La presenza di un antivirus all’interno dei nostri sistemi permette di intercettare gli ospiti indesiderati che riescono ad aggirare le linee di difesa precedenti: un esempio è il malware che sfrutta le vulnerabilità zero-day, ovvero vulnerabilità del tutto ignote che i programmatori responsabili non hanno ancora avuto modo di correggere. Casi del genere non sono troppo frequenti, fortunatamente, ma nemmeno così rari come tutti
preferiremmo.
Fin qui le protezioni nei confronti della tecnologia, ma la piramide sale ancora con accorgimenti che hanno lo scopo di tutelare l’utente evitando che le sue azioni possano inavvertitamente provocare conseguenze nefaste.
Ci troviamo nello strato occupato dalle soluzioni antispam e antiphishing, che tengono d’occhio la posta elettronica per neutralizzare i tentativi di approfittare della disattenzione, della credulità e della buona fede delle persone. Se i livelli precedenti della nostra piramide avevano lo scopo di rafforzare la componente tecnologica, a questo piano si iniziano invece a prendere le difese dell’elemento umano, da sempre l’obiettivo
preferito di abili truffatori e imbonitori.
Quando il resto non è sufficiente
L’abbiamo visto prima: il malware fa leva su una serie di canali di diffusione, i quali convergono sull’unico scopo di spingere le persone a cliccare su qualche link.
Rovesciando il modello, la tutela degli utenti si completa mettendoli al sicuro attraverso speciali filtri di navigazione che interpongono una barriera studiata in modo da disarmare i link pericolosi ovunque essi siano annidati: nei messaggi di posta elettronica, nelle pagine di qualche sito, persino all’interno di app e programmi vari.

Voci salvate

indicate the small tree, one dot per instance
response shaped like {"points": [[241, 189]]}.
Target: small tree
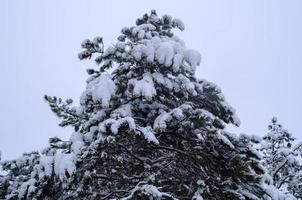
{"points": [[281, 158], [148, 130]]}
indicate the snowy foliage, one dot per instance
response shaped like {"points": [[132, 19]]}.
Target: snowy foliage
{"points": [[148, 130], [281, 159]]}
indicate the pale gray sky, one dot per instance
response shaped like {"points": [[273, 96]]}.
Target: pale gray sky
{"points": [[252, 49]]}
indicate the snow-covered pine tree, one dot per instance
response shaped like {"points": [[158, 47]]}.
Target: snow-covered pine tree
{"points": [[148, 130], [281, 157]]}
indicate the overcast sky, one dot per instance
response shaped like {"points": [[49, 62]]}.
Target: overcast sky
{"points": [[251, 49]]}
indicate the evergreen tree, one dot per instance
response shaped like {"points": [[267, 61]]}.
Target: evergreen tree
{"points": [[148, 130], [281, 157]]}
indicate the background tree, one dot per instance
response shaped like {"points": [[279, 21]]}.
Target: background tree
{"points": [[281, 157], [148, 130]]}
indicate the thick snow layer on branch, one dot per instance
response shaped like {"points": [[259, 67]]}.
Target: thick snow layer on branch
{"points": [[144, 87], [102, 89], [170, 52], [148, 134], [115, 124], [77, 142], [64, 163], [46, 162]]}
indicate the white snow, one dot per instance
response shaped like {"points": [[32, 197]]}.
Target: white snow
{"points": [[144, 87], [77, 142], [148, 134], [47, 163], [102, 89], [64, 162]]}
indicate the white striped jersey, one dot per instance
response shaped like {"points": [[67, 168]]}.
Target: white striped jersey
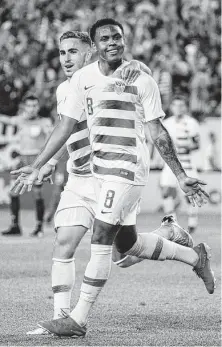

#### Compito 1:
Nel testo mostrato, come vengono definite le vulnerabilità zero-day?
#### Compito 2:
Ricopia dal testo mostrato il passo che va da "Quando il resto" fino a "su qualche link." compreso.
#### Compito 3:
Riduci a un elenco puntato il paragrafo del testo mostrato che inizia con "Ci troviamo nello strato", mantenendone i fatti principali.
Le voci non sono necessarie per svolgere il lavoro.

#### Risultato 1:
Sono vulnerabilità del tutto ignote che i programmatori responsabili non hanno ancora avuto modo di correggere.

#### Risultato 2:
Quando il resto non è sufficiente
L’abbiamo visto prima: il malware fa leva su una serie di canali di diffusione, i quali convergono sull’unico scopo di spingere le persone a cliccare su qualche link.

#### Risultato 3:
- Lo strato è occupato dalle soluzioni antispam e antiphishing.
- Queste soluzioni sorvegliano la posta elettronica per neutralizzare i tentativi di sfruttare la disattenzione, la credulità e la buona fede delle persone.
- I livelli precedenti rafforzavano la componente tecnologica, mentre questo difende l'elemento umano, da sempre l'obiettivo preferito di truffatori e imbonitori.